──────── Document extract

Summer Nights, New York | 3

Saturday, June 28

All I can do tonight is begrudgingly open the door for the delivery guy. Thank you for my vegetarian panini. In the dark, the delivery guy and I meet with our eyes. He knows I could’ve just as easily walked downstairs and turned the corner to grab the sandwich myself, using my own two legs, but he thanked me all the same, because the tradeoff between my laziness and his job is those two dollars of tip. I gladly give him the two dollars, if that meant the only words I’d have to speak to another human that night was, “Thank you.” 

I turned off my phone so that I wouldn’t have to speak to anyone else, but no one calls me anyway. Half the time my phone is out of commission, the other half, I just don’t answer, so my friends have adapted to my ways. They don’t call. Tonight I turned down three social invitations through the means of text message. These invitations to these parties promised the world. Friends and strangers, seizing the night, soaking up what the city could offer. But these invitations were transparent to me. Behind the formal type and font, I saw the ghosts. Ghosts of people out and about on the streets, searching amongst other ghosts in some weird purgatory. 

No, I’d rather not be there. My ghosts are all here, confined to these four white walls with me. Along with us we have roasted vegetables and melted mozzarella, pressed between this European flatbread, glazed in balsamic. The only words I’d hear uttered tonight would be from yet another romantic-comedy. They’re trite and predictable, but I love them all the same. At least I know the ending, and it’s always happy. 

In these four walls, I feel safe, instead of the itching and the twitching that I feel whenever I think about leaving my room. Social interaction makes me tense. My body feels like lead, and the bathroom might as well not even be in the same apartment. I feel sick. My reality here is sideways. Getting up gives me a headache. The moon is too bright. Turn off the light. It’s cold. Put on socks. Lie back down. The movie just ended. Press play again because I want to be in their world a little bit longer. 

In their world, I’m just an observer. In this world I can be whole, watching from the sidelines. Outside of these walls, in my world, I have to act. Other people would have to watch me act and they’ll assuredly see right through: I’m transparent. Behind the doors I am whole. Inside these walls it’s just me and my ghost, laughing and playing, so joyful because at least, we can be who we are. We finally feel like ourselves. When it’s just us, there’s no one else. We have the kind of relationship that, when it’s just us against the brutal city, we are beautiful, but in any other external circumstance, we are mangled. No relationship exists inside just four white walls, and this one most certainly cannot. We know this is not healthy, yet we just can’t get enough. We keep walking back into this room, locking the door. Every time we say it’s the last time. 

Tonight, my ghost and I are in bed, intertwined, looking out the window towards the flickering city lights. Tomorrow, she whispered, I’ll let you go.

────────────────
──────── Source material

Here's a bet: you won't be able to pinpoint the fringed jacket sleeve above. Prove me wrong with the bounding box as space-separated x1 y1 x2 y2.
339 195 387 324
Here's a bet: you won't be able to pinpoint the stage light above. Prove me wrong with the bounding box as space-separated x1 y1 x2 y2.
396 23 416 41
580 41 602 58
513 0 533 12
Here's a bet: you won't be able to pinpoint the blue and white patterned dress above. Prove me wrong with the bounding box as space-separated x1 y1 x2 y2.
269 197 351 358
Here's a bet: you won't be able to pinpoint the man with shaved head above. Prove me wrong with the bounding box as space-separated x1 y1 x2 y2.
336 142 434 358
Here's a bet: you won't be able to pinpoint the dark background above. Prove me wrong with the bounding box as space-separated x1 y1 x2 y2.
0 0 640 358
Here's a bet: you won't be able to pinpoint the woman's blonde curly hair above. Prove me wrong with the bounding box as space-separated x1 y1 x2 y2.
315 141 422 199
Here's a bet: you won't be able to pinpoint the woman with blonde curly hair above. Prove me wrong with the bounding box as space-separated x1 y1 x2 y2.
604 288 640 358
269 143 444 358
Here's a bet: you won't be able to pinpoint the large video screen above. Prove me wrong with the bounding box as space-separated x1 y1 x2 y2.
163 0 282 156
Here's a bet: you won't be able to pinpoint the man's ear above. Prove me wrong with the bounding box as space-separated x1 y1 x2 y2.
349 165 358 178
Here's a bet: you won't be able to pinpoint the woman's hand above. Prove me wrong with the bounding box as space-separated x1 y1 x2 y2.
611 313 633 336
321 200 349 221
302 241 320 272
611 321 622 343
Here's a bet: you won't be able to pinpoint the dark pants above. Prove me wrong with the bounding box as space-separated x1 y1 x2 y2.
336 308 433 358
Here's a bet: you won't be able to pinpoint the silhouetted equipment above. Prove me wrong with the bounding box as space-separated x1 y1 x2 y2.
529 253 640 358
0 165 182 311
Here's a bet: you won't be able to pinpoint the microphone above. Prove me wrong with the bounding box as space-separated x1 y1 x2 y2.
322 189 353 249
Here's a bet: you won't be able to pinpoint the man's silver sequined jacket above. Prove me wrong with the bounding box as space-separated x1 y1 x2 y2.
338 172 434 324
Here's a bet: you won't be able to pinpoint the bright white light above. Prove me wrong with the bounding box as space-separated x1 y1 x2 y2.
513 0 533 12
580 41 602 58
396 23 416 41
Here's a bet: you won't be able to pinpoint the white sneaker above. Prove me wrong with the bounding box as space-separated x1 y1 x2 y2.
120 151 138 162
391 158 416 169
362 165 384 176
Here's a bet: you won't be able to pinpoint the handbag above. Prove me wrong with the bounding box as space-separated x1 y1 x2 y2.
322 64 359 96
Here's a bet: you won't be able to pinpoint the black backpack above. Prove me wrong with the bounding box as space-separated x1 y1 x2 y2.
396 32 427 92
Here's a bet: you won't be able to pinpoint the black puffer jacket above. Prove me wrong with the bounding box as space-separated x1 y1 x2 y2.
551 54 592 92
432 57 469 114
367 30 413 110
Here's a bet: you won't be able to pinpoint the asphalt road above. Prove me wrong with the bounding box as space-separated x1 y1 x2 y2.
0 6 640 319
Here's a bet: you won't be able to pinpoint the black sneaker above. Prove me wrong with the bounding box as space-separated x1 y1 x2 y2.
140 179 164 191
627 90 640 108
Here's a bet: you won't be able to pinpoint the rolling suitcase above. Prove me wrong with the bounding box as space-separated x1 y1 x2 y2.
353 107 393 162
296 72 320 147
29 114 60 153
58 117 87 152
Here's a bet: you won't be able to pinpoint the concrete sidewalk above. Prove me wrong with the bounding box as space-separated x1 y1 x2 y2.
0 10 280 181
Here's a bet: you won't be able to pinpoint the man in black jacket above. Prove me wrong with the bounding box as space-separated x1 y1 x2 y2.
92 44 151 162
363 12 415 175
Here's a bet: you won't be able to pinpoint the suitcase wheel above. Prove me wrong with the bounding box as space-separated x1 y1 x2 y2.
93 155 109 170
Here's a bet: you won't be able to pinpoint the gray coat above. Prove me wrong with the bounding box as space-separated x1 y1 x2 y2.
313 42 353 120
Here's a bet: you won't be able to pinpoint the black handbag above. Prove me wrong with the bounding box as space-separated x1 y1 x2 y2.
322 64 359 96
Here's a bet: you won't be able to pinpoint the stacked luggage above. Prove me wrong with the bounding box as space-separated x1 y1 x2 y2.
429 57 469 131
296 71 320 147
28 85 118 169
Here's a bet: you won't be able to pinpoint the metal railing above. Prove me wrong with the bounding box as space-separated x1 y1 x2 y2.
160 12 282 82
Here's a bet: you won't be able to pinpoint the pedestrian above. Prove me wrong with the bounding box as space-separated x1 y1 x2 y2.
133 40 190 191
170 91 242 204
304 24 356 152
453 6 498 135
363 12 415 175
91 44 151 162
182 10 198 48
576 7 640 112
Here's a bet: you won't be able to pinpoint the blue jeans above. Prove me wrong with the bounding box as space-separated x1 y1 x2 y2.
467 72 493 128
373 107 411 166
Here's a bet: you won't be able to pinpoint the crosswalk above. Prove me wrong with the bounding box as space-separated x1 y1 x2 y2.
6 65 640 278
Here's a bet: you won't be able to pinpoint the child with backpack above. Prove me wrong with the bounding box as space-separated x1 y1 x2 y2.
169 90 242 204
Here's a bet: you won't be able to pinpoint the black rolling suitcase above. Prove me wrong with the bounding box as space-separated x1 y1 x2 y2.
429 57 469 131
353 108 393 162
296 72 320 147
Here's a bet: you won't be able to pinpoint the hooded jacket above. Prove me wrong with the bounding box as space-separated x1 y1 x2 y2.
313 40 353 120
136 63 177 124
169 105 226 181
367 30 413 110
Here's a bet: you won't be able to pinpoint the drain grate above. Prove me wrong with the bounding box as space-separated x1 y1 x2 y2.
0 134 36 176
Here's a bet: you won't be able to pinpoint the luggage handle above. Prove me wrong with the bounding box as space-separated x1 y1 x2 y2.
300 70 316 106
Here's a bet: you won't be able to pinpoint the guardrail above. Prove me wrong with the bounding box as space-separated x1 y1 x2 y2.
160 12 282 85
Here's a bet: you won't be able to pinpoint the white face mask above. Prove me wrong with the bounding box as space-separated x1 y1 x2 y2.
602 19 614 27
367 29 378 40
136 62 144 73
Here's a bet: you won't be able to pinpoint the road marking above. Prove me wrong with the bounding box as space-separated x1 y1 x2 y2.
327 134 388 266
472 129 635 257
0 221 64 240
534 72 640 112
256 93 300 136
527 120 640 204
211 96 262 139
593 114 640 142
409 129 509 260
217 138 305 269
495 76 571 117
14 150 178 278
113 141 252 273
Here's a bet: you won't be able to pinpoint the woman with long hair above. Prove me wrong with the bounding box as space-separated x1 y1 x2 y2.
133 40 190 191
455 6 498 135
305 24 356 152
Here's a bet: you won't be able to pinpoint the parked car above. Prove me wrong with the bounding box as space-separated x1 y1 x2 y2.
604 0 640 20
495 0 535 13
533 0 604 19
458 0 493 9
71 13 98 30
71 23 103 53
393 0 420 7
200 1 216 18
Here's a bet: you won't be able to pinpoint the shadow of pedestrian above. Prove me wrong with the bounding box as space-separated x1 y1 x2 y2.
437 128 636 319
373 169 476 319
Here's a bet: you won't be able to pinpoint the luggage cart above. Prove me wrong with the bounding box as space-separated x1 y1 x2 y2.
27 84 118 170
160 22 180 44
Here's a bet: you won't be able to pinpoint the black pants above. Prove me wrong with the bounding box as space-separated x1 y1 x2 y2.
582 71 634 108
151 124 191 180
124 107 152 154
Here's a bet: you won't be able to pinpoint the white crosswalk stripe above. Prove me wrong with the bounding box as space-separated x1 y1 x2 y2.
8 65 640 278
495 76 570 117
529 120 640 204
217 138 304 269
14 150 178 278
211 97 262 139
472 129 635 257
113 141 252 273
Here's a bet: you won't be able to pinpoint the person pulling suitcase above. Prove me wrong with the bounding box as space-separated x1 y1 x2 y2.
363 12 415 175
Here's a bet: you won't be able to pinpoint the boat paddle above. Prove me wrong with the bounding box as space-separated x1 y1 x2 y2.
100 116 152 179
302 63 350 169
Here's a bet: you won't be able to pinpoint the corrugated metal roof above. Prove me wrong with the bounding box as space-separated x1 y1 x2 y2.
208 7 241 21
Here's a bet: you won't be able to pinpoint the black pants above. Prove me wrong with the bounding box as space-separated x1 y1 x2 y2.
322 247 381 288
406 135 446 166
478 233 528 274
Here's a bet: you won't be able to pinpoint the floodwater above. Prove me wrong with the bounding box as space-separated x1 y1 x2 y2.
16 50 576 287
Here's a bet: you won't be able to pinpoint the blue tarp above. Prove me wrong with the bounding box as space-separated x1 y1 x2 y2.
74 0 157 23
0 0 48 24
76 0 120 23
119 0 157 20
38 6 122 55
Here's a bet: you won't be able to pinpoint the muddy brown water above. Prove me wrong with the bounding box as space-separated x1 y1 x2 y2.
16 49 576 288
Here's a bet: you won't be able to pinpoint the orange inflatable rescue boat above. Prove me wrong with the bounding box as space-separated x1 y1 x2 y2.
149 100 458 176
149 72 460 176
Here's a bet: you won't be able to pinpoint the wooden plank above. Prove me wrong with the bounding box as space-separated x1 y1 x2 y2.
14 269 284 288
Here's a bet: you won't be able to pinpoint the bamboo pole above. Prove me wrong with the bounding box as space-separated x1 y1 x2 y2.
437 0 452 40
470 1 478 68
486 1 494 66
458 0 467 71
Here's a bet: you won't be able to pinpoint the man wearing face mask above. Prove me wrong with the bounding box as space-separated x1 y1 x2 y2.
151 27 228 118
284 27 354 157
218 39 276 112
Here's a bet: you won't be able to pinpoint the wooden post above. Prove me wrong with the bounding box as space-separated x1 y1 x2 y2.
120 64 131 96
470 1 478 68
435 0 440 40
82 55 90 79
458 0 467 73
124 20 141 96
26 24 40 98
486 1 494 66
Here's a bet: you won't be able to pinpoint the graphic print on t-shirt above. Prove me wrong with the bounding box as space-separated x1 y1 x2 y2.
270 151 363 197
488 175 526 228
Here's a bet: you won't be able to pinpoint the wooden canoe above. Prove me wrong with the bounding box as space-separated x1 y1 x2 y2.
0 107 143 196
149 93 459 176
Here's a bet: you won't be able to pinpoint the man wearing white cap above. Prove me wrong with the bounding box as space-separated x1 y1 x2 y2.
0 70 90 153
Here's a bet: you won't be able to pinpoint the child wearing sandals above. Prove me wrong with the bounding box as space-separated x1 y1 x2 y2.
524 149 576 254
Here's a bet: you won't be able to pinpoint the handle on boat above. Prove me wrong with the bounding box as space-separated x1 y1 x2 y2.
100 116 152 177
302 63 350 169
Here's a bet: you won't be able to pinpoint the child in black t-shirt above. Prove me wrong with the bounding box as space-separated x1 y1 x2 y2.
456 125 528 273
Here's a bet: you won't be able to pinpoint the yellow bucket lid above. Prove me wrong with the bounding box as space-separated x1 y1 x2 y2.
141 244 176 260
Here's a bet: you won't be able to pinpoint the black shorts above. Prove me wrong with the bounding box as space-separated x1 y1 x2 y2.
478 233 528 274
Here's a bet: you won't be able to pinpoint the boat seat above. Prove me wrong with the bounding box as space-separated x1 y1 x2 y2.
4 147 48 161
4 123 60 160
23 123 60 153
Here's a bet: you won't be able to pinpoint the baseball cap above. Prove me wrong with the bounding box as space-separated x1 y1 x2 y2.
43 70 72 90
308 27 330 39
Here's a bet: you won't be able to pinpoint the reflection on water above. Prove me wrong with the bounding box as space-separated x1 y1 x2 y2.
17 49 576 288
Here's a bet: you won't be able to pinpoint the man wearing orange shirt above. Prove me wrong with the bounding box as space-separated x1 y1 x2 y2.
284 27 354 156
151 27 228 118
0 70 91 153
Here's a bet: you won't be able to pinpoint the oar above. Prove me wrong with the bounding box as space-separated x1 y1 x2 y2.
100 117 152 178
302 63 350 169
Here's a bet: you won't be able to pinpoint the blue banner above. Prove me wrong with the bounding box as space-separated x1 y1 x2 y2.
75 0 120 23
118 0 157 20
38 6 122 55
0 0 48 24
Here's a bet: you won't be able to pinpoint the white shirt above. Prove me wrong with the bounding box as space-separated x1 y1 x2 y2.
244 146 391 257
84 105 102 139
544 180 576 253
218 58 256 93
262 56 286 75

────────────────

Work instructions:
- a) List the ingredients of the vegetarian panini as the Summer Nights essay describes them.
- b) In the records, edit the lines starting at the one containing "the white face" and ending at the one containing "136 62 144 73". Put "surgical mask" in place of "face mask" and leave everything else unchanged.

Task-by-task outputs:
- a)
- roasted vegetables
- melted mozzarella
- European flatbread
- balsamic

- b)
Here's a bet: you won't be able to pinpoint the white surgical mask above. Prove me wrong with the bounding box as space-separated x1 y1 x2 y2.
602 19 614 27
367 29 378 40
136 62 144 73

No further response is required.